■ ФОРМУЛИРОВКА ЗАДАНИЯ
Перепечатайте без изменений часть текстового фрагмента о стариках на пляже, начиная со слов «Ближе к девяти, к» и продолжая до слов «в купальные костюмы.» включительно.
++++ ТЕКСТОВЫЙ ФРАГМЕНТ ++++
Возвращаюсь. Все подглядывают. Особенно директор. О, им пора. Одеваются, прощаются как с друзьями. Уходят. Художник говорит, пока меня не было, подходили, знакомились (или подползали? Или, как черепахи, приподнимали головы, разговаривая?). Сказали, что мы им понравились, и они предлагают загорать вместе в следующий раз, вчетвером.

Старики и море

Шестидесятилетние дамы, с сутуловатыми спинами, в глухих купальниках, предавались на пляже тем же всеобщим радостям — солнцу, морям, красотам, что и люди помоложе. Точно так же, когда юными полнокровными и полноправными на пиру жизни, со своей никому ненужной свежестью и совершенством, излучали в пустое пространство свой юный аромат, чрезмерный, дурманящий голову им самим и безразлично любующимся окружающим, подобно чрезмерно прекрасным магнолиям и олеандрам.

Что делать? Что делать, если футлярчик теряет привлекательность, изнашивается, выглядит старомодным посреди народившегося нового?

Ближе к девяти, к тому моменту, когда солнце постепенно тонет в своей же золотой и розовой дорожке посреди бирюзового пенного, на берег начали стекаться все — мужчины, женщины, старики и дети, собаки и младенцы с сосками и голыми попками. Особенно много было стариков — таких вот футлярчиков. Пятидесяти-, шестидесяти-, семидесятилетние дамы и их мужья, целомудренно облачённые в купальные костюмы.
++++ ИСХОДНЫЕ ДАННЫЕ ++++
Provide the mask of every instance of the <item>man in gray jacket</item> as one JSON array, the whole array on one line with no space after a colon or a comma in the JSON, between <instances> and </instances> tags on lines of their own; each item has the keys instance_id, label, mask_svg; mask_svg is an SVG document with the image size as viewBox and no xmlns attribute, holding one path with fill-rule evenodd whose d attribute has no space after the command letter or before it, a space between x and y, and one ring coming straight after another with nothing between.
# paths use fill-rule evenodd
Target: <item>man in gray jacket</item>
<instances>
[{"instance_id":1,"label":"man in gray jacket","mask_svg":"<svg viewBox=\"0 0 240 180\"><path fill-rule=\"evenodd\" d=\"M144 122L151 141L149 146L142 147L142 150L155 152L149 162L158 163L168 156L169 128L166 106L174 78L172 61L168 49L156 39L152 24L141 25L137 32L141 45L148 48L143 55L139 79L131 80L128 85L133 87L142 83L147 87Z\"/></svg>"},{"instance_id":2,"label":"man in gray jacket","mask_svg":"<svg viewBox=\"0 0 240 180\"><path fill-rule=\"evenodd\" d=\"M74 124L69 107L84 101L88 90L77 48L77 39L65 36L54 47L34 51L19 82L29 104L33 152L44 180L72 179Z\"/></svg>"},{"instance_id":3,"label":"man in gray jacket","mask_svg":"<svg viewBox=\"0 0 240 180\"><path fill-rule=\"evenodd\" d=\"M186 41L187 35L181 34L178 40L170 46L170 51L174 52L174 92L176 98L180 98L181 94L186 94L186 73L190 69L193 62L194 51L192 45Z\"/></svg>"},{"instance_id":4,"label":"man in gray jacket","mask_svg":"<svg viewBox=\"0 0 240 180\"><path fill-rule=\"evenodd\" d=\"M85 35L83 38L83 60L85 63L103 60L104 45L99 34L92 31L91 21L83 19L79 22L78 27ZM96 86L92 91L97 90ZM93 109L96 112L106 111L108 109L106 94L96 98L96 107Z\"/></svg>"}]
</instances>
++++
++++ ИСХОДНЫЕ ДАННЫЕ ++++
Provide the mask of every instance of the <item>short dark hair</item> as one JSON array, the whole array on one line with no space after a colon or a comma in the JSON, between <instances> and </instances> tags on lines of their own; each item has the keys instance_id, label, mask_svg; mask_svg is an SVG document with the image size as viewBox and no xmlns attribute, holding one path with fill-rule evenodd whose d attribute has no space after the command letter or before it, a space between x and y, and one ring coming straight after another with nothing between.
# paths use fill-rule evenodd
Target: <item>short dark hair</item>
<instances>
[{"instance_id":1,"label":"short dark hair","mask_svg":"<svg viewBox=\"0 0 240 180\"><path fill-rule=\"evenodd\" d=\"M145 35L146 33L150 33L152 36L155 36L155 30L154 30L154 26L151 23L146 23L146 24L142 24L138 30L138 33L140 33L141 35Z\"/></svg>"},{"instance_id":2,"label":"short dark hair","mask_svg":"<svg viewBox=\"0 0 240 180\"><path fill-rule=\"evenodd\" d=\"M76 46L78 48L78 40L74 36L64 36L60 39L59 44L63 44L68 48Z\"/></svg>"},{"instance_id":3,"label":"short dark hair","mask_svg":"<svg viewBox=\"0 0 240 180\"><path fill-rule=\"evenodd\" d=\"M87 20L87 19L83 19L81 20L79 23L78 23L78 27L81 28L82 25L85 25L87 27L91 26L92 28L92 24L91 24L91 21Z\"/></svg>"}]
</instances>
++++
■ ОТВЕТ НА ЗАДАНИЕ
Ближе к девяти, к тому моменту, когда солнце постепенно тонет в своей же золотой и розовой дорожке посреди бирюзового пенного, на берег начали стекаться все — мужчины, женщины, старики и дети, собаки и младенцы с сосками и голыми попками. Особенно много было стариков — таких вот футлярчиков. Пятидесяти-, шестидесяти-, семидесятилетние дамы и их мужья, целомудренно облачённые в купальные костюмы.